→ **Instrução dada A**:
Transcreva sem nenhuma alteração as linhas dos dados, desde a primeira até a que contém "109, 10, 371, 501", ambas incluídas.

→ **Trecho do texto**:
□ □ □ □
Crítica: Starfield é complexo, mas muitas vezes raso

Por Jean Kei

Nota: 7

Esta crítica foi escrita usando uma key enviada para o Game Lodge

Starfield é um caso um pouco complicado. O mais novo jogo da Bethesda Game Studios e o primeiro exclusivo para Xbox desde sua aquisição veio com muitas expectativas sobre dele. Várias pessoas criaram expectativas em cima de coisas não tão bem explicadas ou tendo impressões de que o jogo seria similar a algo como No Man’s Sky, o que ele não é. Também houveram expectativas de que ele seria um Fallout ou Elder Scrolls no espaço, considerando o histórico de jogos da Bethesda. O que em partes ele até pode ser, mas vir necessariamente com essa expectativa pode levar a frustração. E claro, houve pessoas que, por amor ou ranço a marcas de videogame, decidiram qual a opinião do jogo antes mesmo de lançar e nada do que ele fizesse ou deixasse de fazer mudaria o veredito delas.
□ □ □ □
→ **Dados a processar**:
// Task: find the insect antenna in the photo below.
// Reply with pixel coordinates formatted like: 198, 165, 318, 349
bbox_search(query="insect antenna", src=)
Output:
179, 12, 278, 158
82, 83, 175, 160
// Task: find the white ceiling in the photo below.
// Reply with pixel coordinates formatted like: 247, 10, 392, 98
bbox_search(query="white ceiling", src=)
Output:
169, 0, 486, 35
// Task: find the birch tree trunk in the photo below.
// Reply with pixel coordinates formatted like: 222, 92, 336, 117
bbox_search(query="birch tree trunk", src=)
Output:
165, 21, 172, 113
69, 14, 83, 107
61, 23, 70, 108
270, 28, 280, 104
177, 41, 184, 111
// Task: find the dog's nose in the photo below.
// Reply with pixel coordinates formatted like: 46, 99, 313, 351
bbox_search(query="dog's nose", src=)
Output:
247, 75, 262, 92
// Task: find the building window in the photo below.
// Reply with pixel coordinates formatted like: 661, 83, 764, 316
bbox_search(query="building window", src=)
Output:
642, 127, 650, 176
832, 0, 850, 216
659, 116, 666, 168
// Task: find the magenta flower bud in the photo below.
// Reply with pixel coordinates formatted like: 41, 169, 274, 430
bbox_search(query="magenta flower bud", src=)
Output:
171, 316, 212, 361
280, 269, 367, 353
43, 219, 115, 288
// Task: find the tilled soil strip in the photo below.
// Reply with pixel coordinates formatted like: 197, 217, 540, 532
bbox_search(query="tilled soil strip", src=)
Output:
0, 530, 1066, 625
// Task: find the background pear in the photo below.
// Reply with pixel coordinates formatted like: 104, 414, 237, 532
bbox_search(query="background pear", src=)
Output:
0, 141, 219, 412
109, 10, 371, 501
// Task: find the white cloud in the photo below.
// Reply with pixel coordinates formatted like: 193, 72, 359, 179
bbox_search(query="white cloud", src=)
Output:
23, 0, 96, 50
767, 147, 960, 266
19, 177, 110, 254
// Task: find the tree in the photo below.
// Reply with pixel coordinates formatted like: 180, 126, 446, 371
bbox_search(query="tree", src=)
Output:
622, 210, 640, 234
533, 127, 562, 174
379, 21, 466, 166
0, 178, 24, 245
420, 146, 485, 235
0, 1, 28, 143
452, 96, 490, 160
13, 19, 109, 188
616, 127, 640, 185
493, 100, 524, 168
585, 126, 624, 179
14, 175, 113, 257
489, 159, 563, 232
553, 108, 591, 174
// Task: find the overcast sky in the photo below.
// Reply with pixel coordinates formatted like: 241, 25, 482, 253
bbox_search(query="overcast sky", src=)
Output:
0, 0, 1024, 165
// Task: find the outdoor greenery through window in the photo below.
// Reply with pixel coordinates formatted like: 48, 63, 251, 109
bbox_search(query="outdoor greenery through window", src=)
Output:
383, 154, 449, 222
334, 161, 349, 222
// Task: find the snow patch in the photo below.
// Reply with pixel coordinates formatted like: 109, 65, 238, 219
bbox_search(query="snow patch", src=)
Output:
□ □ □ □
→ **Instrução dada B**:
Extraia a crítica de Starfield na íntegra, reproduzindo-a fielmente.

→ **Solução completa A**:
// Task: find the insect antenna in the photo below.
// Reply with pixel coordinates formatted like: 198, 165, 318, 349
bbox_search(query="insect antenna", src=)
Output:
179, 12, 278, 158
82, 83, 175, 160
// Task: find the white ceiling in the photo below.
// Reply with pixel coordinates formatted like: 247, 10, 392, 98
bbox_search(query="white ceiling", src=)
Output:
169, 0, 486, 35
// Task: find the birch tree trunk in the photo below.
// Reply with pixel coordinates formatted like: 222, 92, 336, 117
bbox_search(query="birch tree trunk", src=)
Output:
165, 21, 172, 113
69, 14, 83, 107
61, 23, 70, 108
270, 28, 280, 104
177, 41, 184, 111
// Task: find the dog's nose in the photo below.
// Reply with pixel coordinates formatted like: 46, 99, 313, 351
bbox_search(query="dog's nose", src=)
Output:
247, 75, 262, 92
// Task: find the building window in the photo below.
// Reply with pixel coordinates formatted like: 661, 83, 764, 316
bbox_search(query="building window", src=)
Output:
642, 127, 650, 176
832, 0, 850, 216
659, 116, 666, 168
// Task: find the magenta flower bud in the photo below.
// Reply with pixel coordinates formatted like: 41, 169, 274, 430
bbox_search(query="magenta flower bud", src=)
Output:
171, 316, 212, 361
280, 269, 367, 353
43, 219, 115, 288
// Task: find the tilled soil strip in the photo below.
// Reply with pixel coordinates formatted like: 197, 217, 540, 532
bbox_search(query="tilled soil strip", src=)
Output:
0, 530, 1066, 625
// Task: find the background pear in the photo below.
// Reply with pixel coordinates formatted like: 104, 414, 237, 532
bbox_search(query="background pear", src=)
Output:
0, 141, 219, 412
109, 10, 371, 501

→ **Solução completa B**:
Crítica: Starfield é complexo, mas muitas vezes raso

Por Jean Kei

Nota: 7

Esta crítica foi escrita usando uma key enviada para o Game Lodge

Starfield é um caso um pouco complicado. O mais novo jogo da Bethesda Game Studios e o primeiro exclusivo para Xbox desde sua aquisição veio com muitas expectativas sobre dele. Várias pessoas criaram expectativas em cima de coisas não tão bem explicadas ou tendo impressões de que o jogo seria similar a algo como No Man’s Sky, o que ele não é. Também houveram expectativas de que ele seria um Fallout ou Elder Scrolls no espaço, considerando o histórico de jogos da Bethesda. O que em partes ele até pode ser, mas vir necessariamente com essa expectativa pode levar a frustração. E claro, houve pessoas que, por amor ou ranço a marcas de videogame, decidiram qual a opinião do jogo antes mesmo de lançar e nada do que ele fizesse ou deixasse de fazer mudaria o veredito delas.